■ TASK INSTRUCTIONS
Reproduce verbatim only the lines from the one containing "Where can the river" through the last line below, both included.

■ DATASET EXCERPTS
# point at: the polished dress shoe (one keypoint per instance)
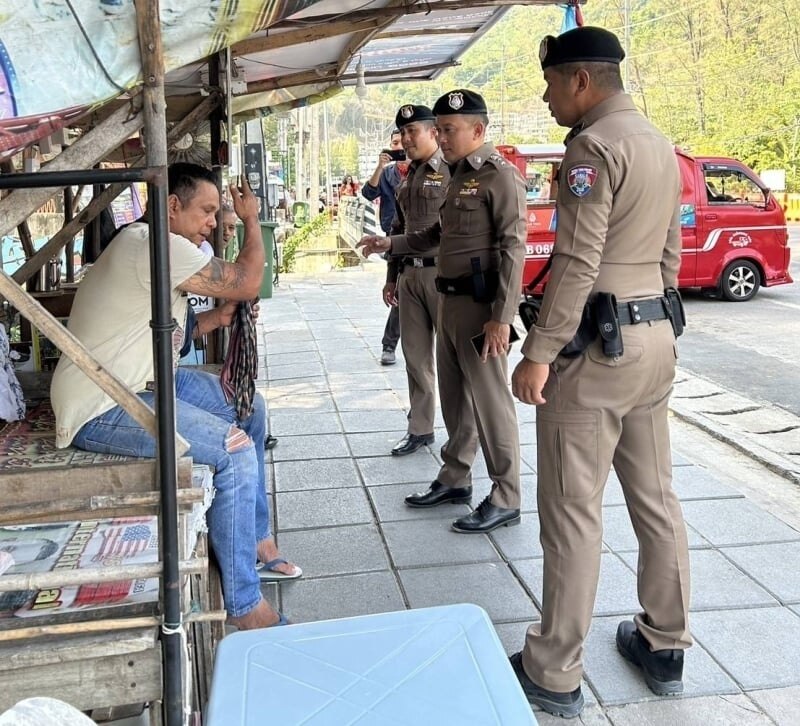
(438, 493)
(410, 443)
(663, 669)
(565, 705)
(486, 518)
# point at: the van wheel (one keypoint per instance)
(740, 281)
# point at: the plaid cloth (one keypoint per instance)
(241, 362)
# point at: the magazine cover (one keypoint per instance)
(78, 545)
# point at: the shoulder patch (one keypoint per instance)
(581, 179)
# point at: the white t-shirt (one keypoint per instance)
(111, 317)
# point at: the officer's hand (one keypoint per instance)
(245, 203)
(372, 243)
(528, 381)
(390, 294)
(496, 341)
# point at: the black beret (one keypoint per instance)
(461, 101)
(410, 113)
(596, 45)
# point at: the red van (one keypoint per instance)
(733, 229)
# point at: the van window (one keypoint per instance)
(732, 186)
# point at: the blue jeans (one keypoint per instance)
(239, 515)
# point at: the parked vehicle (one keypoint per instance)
(733, 229)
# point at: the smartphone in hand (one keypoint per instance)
(479, 339)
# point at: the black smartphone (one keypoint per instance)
(479, 339)
(396, 154)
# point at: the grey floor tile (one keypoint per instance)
(490, 585)
(736, 521)
(616, 588)
(619, 536)
(388, 502)
(301, 402)
(417, 467)
(369, 400)
(725, 711)
(370, 421)
(315, 474)
(308, 509)
(358, 382)
(315, 446)
(432, 542)
(341, 597)
(292, 359)
(336, 550)
(759, 647)
(769, 565)
(294, 424)
(521, 541)
(616, 681)
(695, 482)
(780, 704)
(296, 370)
(378, 443)
(716, 583)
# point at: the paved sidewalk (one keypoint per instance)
(338, 503)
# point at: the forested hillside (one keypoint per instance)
(717, 76)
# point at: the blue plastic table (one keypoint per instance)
(438, 666)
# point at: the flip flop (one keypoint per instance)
(267, 572)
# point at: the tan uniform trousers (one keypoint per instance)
(476, 403)
(600, 411)
(419, 305)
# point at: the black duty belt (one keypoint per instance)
(640, 311)
(418, 261)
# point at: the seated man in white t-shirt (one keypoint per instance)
(111, 316)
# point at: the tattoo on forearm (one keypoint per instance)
(217, 276)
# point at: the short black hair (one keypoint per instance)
(182, 179)
(605, 76)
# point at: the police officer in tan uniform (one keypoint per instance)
(618, 232)
(481, 238)
(419, 197)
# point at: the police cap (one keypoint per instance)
(596, 45)
(410, 113)
(461, 101)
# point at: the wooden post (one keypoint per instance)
(150, 48)
(84, 153)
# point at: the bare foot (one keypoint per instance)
(267, 551)
(261, 616)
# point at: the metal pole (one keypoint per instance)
(163, 325)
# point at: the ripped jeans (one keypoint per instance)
(239, 515)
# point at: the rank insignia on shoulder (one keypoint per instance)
(581, 179)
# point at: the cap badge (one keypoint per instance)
(581, 179)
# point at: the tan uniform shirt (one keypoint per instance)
(616, 172)
(483, 216)
(419, 197)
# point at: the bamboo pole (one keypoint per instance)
(103, 626)
(15, 513)
(66, 578)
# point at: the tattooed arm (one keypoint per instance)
(239, 280)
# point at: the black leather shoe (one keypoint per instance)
(438, 493)
(410, 443)
(566, 705)
(663, 669)
(486, 518)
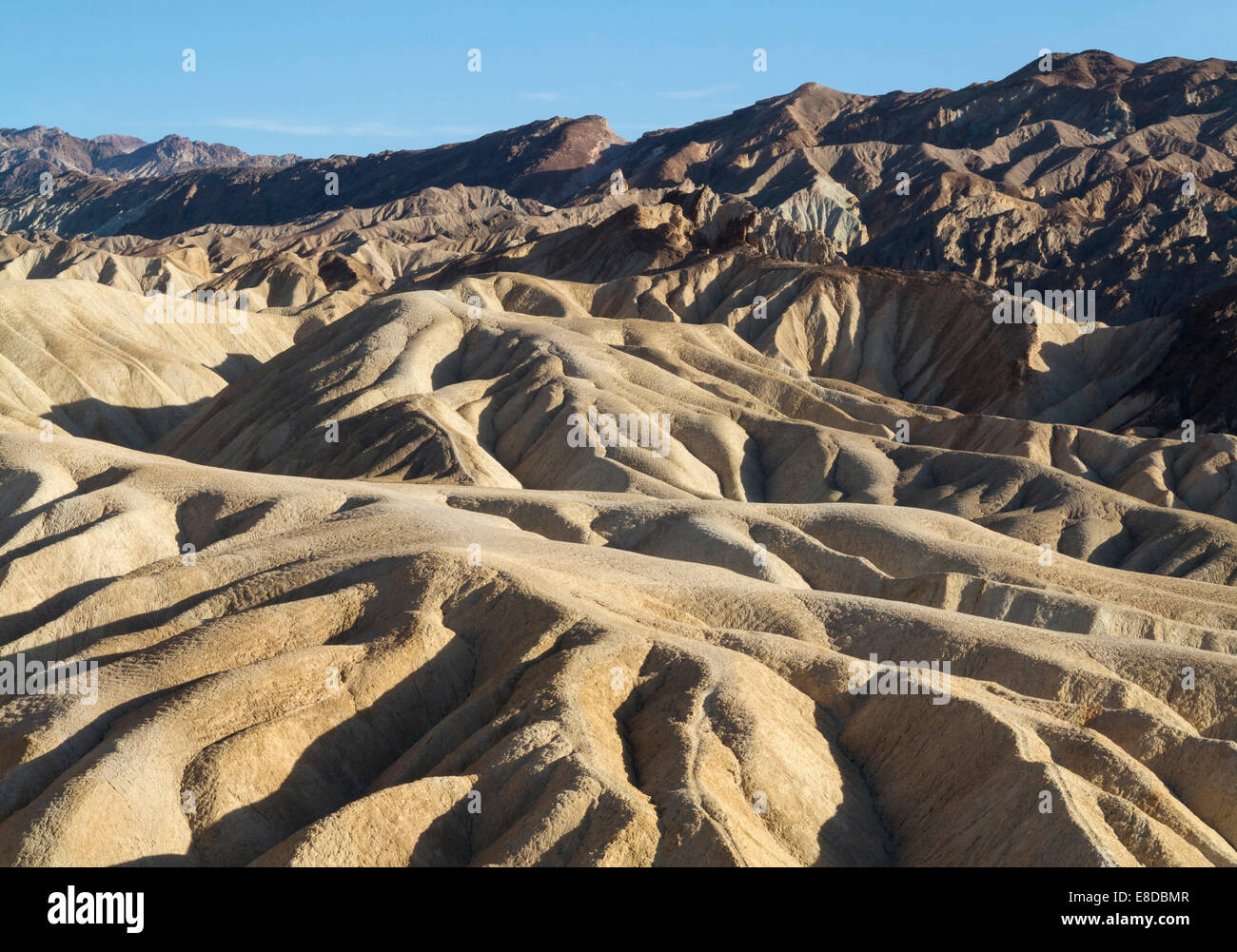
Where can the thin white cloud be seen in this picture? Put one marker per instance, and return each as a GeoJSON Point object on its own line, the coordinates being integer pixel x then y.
{"type": "Point", "coordinates": [697, 93]}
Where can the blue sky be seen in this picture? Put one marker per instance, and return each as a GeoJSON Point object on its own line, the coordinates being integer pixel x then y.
{"type": "Point", "coordinates": [318, 78]}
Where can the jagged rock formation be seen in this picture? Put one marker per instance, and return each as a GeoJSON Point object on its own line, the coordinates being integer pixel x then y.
{"type": "Point", "coordinates": [528, 515]}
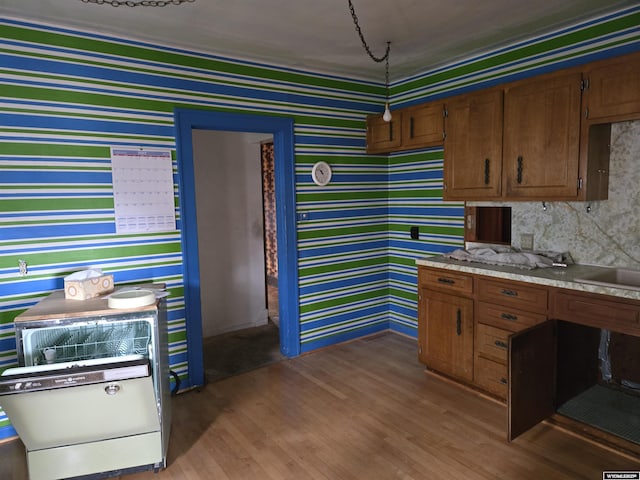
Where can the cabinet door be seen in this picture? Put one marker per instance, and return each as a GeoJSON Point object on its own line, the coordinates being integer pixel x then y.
{"type": "Point", "coordinates": [612, 93]}
{"type": "Point", "coordinates": [532, 377]}
{"type": "Point", "coordinates": [423, 125]}
{"type": "Point", "coordinates": [383, 137]}
{"type": "Point", "coordinates": [541, 138]}
{"type": "Point", "coordinates": [449, 334]}
{"type": "Point", "coordinates": [473, 146]}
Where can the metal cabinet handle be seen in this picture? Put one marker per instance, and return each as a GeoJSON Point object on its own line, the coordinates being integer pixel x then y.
{"type": "Point", "coordinates": [519, 178]}
{"type": "Point", "coordinates": [486, 171]}
{"type": "Point", "coordinates": [112, 389]}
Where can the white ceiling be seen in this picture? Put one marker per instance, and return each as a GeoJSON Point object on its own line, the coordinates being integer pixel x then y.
{"type": "Point", "coordinates": [319, 35]}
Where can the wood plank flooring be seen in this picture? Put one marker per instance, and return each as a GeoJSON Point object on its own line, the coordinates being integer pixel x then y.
{"type": "Point", "coordinates": [360, 410]}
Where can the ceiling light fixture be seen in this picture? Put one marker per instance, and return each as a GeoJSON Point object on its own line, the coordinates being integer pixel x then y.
{"type": "Point", "coordinates": [139, 3]}
{"type": "Point", "coordinates": [387, 113]}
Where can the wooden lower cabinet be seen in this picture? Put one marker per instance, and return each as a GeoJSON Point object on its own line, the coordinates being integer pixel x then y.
{"type": "Point", "coordinates": [449, 334]}
{"type": "Point", "coordinates": [536, 348]}
{"type": "Point", "coordinates": [445, 325]}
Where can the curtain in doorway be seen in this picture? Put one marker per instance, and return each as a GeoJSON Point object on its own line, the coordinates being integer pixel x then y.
{"type": "Point", "coordinates": [269, 206]}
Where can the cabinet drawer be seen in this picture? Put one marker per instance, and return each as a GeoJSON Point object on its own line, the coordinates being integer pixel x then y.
{"type": "Point", "coordinates": [507, 318]}
{"type": "Point", "coordinates": [446, 281]}
{"type": "Point", "coordinates": [491, 376]}
{"type": "Point", "coordinates": [609, 313]}
{"type": "Point", "coordinates": [492, 343]}
{"type": "Point", "coordinates": [513, 294]}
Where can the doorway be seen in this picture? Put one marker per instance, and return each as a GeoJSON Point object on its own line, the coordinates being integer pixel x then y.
{"type": "Point", "coordinates": [270, 228]}
{"type": "Point", "coordinates": [282, 130]}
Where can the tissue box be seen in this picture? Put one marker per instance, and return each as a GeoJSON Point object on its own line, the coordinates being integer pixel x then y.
{"type": "Point", "coordinates": [85, 288]}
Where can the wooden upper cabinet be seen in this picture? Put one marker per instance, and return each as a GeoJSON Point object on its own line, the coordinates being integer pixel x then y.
{"type": "Point", "coordinates": [423, 125]}
{"type": "Point", "coordinates": [473, 146]}
{"type": "Point", "coordinates": [384, 137]}
{"type": "Point", "coordinates": [542, 138]}
{"type": "Point", "coordinates": [612, 90]}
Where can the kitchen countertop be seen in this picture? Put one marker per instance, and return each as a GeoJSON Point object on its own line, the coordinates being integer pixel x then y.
{"type": "Point", "coordinates": [560, 277]}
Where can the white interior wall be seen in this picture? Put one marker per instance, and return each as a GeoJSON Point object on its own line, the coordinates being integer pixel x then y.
{"type": "Point", "coordinates": [230, 230]}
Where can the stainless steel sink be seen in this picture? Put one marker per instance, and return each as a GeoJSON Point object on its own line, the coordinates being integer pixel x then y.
{"type": "Point", "coordinates": [614, 277]}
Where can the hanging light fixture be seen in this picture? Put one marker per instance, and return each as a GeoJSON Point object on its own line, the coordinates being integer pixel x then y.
{"type": "Point", "coordinates": [386, 116]}
{"type": "Point", "coordinates": [138, 3]}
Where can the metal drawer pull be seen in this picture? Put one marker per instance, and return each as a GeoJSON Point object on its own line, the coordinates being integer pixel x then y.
{"type": "Point", "coordinates": [486, 171]}
{"type": "Point", "coordinates": [519, 176]}
{"type": "Point", "coordinates": [112, 389]}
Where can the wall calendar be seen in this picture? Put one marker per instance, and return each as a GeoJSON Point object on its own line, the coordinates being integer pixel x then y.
{"type": "Point", "coordinates": [143, 192]}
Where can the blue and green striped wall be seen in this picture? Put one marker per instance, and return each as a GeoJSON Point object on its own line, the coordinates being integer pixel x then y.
{"type": "Point", "coordinates": [67, 96]}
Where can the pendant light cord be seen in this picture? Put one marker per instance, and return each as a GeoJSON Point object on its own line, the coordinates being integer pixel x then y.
{"type": "Point", "coordinates": [384, 58]}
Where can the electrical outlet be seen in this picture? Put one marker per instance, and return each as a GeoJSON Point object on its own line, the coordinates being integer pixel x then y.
{"type": "Point", "coordinates": [526, 241]}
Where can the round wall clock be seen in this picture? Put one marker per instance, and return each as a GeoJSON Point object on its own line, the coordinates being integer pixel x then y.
{"type": "Point", "coordinates": [321, 173]}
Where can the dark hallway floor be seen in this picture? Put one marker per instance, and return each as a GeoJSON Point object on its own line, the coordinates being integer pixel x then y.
{"type": "Point", "coordinates": [240, 351]}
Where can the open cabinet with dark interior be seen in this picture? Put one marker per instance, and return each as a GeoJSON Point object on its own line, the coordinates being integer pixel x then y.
{"type": "Point", "coordinates": [579, 376]}
{"type": "Point", "coordinates": [488, 224]}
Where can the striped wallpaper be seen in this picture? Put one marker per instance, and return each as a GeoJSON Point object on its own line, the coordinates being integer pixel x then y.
{"type": "Point", "coordinates": [68, 96]}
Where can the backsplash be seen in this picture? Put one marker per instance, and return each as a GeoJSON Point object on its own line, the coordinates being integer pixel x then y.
{"type": "Point", "coordinates": [607, 235]}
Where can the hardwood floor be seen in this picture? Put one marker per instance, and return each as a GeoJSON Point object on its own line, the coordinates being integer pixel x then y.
{"type": "Point", "coordinates": [365, 409]}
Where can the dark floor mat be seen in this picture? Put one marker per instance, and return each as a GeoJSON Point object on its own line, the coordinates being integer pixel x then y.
{"type": "Point", "coordinates": [241, 351]}
{"type": "Point", "coordinates": [609, 410]}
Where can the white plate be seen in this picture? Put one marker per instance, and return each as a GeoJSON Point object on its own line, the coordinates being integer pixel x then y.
{"type": "Point", "coordinates": [131, 298]}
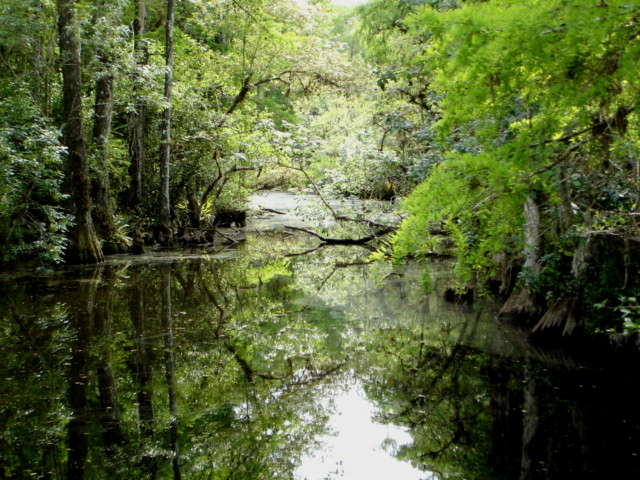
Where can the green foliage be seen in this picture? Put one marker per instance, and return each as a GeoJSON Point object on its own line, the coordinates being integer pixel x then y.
{"type": "Point", "coordinates": [535, 99]}
{"type": "Point", "coordinates": [31, 214]}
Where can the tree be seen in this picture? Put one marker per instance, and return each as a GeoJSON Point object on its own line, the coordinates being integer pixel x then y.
{"type": "Point", "coordinates": [83, 246]}
{"type": "Point", "coordinates": [164, 215]}
{"type": "Point", "coordinates": [544, 97]}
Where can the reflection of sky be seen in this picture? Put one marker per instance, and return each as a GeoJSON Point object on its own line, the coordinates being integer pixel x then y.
{"type": "Point", "coordinates": [359, 449]}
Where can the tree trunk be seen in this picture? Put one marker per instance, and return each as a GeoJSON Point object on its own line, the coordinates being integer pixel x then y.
{"type": "Point", "coordinates": [83, 245]}
{"type": "Point", "coordinates": [522, 303]}
{"type": "Point", "coordinates": [137, 119]}
{"type": "Point", "coordinates": [164, 217]}
{"type": "Point", "coordinates": [103, 215]}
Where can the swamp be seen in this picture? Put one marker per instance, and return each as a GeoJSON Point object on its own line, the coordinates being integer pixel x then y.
{"type": "Point", "coordinates": [319, 239]}
{"type": "Point", "coordinates": [275, 358]}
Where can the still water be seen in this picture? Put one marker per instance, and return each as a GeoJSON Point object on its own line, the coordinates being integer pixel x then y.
{"type": "Point", "coordinates": [274, 359]}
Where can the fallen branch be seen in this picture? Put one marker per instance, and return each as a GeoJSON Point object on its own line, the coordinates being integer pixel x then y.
{"type": "Point", "coordinates": [274, 211]}
{"type": "Point", "coordinates": [343, 241]}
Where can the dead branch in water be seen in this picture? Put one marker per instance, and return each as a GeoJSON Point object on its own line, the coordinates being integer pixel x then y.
{"type": "Point", "coordinates": [343, 241]}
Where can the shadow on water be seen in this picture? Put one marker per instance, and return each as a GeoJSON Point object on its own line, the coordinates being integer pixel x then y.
{"type": "Point", "coordinates": [262, 365]}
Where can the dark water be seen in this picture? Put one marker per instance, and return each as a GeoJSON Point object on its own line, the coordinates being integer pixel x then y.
{"type": "Point", "coordinates": [258, 364]}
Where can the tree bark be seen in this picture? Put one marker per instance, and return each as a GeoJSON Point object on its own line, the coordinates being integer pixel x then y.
{"type": "Point", "coordinates": [83, 245]}
{"type": "Point", "coordinates": [522, 303]}
{"type": "Point", "coordinates": [103, 215]}
{"type": "Point", "coordinates": [164, 216]}
{"type": "Point", "coordinates": [137, 119]}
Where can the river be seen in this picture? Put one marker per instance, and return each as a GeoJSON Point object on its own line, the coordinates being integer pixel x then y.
{"type": "Point", "coordinates": [275, 358]}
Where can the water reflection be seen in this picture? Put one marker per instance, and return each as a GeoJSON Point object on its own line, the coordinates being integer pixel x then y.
{"type": "Point", "coordinates": [357, 446]}
{"type": "Point", "coordinates": [239, 367]}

■ SOLUTION FOR THIS TASK
Where can the river be seen in this picture? Put one marker per instance, and return each as a GeoJSON Point object on its own line, the coordinates being integer pixel x then y.
{"type": "Point", "coordinates": [275, 358]}
Where can the water reflection be seen in this picture? Put one marker per instance, and return each as a GeoJSON Point object on its own line, the coordinates being integer pixel x then y.
{"type": "Point", "coordinates": [357, 446]}
{"type": "Point", "coordinates": [239, 367]}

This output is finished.